WRITTEN EXERCISE 1: In the text on Crawl Space and Art Klatch, rename "gallery" to "venue" and write out the stretch that begins at the words "Crawl Space began" and stops after "it every time.".
WRITTEN EXERCISE 2: Write what comes next in the text on Crawl Space and Art Klatch, picking up after its final sentence.

══ TEXT BLOCK ══

Crawl Space

You know what’s even harder than founding a new artist collective?
Keeping that artist collective going well after the first blush of
publicity.

Crawl Space began in 2003 with six artists. Just recently, the
collective hired its first managing director, Jennifer Campbell, who
will help to free the exhausted member-artists. Amazingly, the changing
roster has been able to maintain this inconveniently L-shaped and
out-of-the-way Capitol Hill gallery as a place where, if you miss the
show, you’ll regret it every time.

That’s not to say that all the shows at Crawl Space are hits, but
plenty are, and they exist on their wits alone. Take, for instance,
Coming of Age, a national video survey curated by Seattle Art
Museum’s Marisa Sanchez this winter, or the recent The
Shining
–obsessed video and sculpture installation by Eugene
artist Mike Bray. Crawl Space has no right to be so good. Just the
will. JEN GRAVES

Art Klatch

It has been more than a year since contemporary art dealer Scott
Lawrimore began paying for other people’s coffees and brioches every
Tuesday morning.

It began at the IHOP on Capitol Hill, but the booths were too small
and the atmosphere too ironic, so Lawrimore moved his moderated
conversation about art and culture to the nearby Cafe Presse, where
anybody is welcome to show up and talk, or just listen.

Thankfully, Lawrimore is always prepared with a ready supply of
ideas and recent experiences to throw out there, and he runs the
proceedings but by no means governs them. Everyone who wants a say has
it, and whenever visiting artists are in town—Dario Robleto (for
his show at the Frye), Oliver Herring (before TASK at the
Central Library)—they show up bright and early, ready to be
assailed with questions and comments, fawning and cynicism. It really
is an open forum that also happens to be free and live and in person.

═══
══ DATA LISTING ══

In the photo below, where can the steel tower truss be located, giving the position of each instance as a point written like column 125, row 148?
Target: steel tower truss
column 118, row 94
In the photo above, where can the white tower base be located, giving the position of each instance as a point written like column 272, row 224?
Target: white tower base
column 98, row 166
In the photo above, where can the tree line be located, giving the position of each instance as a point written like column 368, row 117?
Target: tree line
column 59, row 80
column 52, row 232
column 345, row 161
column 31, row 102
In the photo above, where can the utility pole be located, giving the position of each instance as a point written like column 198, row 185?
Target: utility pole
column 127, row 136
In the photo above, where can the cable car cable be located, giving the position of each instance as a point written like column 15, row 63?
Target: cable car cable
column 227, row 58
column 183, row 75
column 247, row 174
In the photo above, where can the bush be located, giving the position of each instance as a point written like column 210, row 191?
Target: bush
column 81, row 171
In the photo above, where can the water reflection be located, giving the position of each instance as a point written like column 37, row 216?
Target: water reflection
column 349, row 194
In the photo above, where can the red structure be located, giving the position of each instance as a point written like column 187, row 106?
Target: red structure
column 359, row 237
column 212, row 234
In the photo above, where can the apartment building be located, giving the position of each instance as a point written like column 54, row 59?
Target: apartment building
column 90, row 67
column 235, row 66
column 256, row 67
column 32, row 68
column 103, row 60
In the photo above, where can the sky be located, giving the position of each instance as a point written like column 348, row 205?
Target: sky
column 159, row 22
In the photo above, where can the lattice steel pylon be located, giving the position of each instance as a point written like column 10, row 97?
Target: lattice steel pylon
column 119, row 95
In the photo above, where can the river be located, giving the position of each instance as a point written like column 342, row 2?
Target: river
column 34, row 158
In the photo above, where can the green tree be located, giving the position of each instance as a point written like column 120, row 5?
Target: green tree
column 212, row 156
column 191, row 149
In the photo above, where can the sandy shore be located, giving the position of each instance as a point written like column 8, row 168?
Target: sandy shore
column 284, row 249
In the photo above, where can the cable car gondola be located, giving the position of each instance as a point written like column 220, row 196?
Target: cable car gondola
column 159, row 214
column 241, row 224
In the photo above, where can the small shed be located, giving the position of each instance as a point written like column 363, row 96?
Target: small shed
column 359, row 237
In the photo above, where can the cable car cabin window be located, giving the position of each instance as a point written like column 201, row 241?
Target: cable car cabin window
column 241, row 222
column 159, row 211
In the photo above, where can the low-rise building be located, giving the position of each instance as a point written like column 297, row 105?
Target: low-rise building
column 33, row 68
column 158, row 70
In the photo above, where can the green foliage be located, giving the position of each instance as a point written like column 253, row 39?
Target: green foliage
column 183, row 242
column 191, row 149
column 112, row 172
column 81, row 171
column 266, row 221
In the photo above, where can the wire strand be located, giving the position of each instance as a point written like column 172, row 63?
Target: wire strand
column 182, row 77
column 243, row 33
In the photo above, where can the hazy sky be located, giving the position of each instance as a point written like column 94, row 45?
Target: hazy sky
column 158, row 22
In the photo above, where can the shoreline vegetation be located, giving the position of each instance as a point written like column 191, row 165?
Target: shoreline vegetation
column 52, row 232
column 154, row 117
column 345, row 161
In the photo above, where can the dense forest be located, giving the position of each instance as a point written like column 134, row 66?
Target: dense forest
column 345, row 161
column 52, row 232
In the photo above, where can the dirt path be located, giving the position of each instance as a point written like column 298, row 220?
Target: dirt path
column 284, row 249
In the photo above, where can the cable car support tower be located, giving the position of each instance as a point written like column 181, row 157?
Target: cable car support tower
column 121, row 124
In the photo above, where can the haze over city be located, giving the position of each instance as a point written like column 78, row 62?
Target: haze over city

═══

EXERCISE OUTPUT 1:
Crawl Space began in 2003 with six artists. Just recently, the
collective hired its first managing director, Jennifer Campbell, who
will help to free the exhausted member-artists. Amazingly, the changing
roster has been able to maintain this inconveniently L-shaped and
out-of-the-way Capitol Hill venue as a place where, if you miss the
show, you’ll regret it every time.

EXERCISE OUTPUT 2:
You’d have to try in order to leave Klatch without a new thought
in your head. JEN GRAVES

Free Sheep Foundation

Before the Bridge Motel in Fremont went down in September 2007, a
bunch of artists organized a flaming, one-night-only public wake. They
did the same thing for the Belmont Building on Capitol Hill in
November. This summer, they formally incorporated and made it their
mission to dress up corpses all over town.

For the next few months at least—their lease could be extended
if the economy continues to stall the building’s developer, Martin
Selig—they’re in a single-story bit of 1940s modernism in
Belltown that Selig plans to demolish. But for now, it’s an art gallery
and a handful of artist studios. When the Free Sheep artists leave
here, they plan to move to the next disused building waiting for
demolition.

What’s great about Free Sheep isn’t the potential for art of lasting
quality. The quality of the art is secondary. The point is that the
artists behind Free Sheep deliver ephemeral monuments to the ephemeral
monument we all live in—the city. JEN GRAVES

frizzelle@thestranger.com

Jen Graves (The Stranger’s former arts critic) mostly writes about things you approach with your eyeballs. But she’s also a history nerd interested in anything that needs more talking about, from male...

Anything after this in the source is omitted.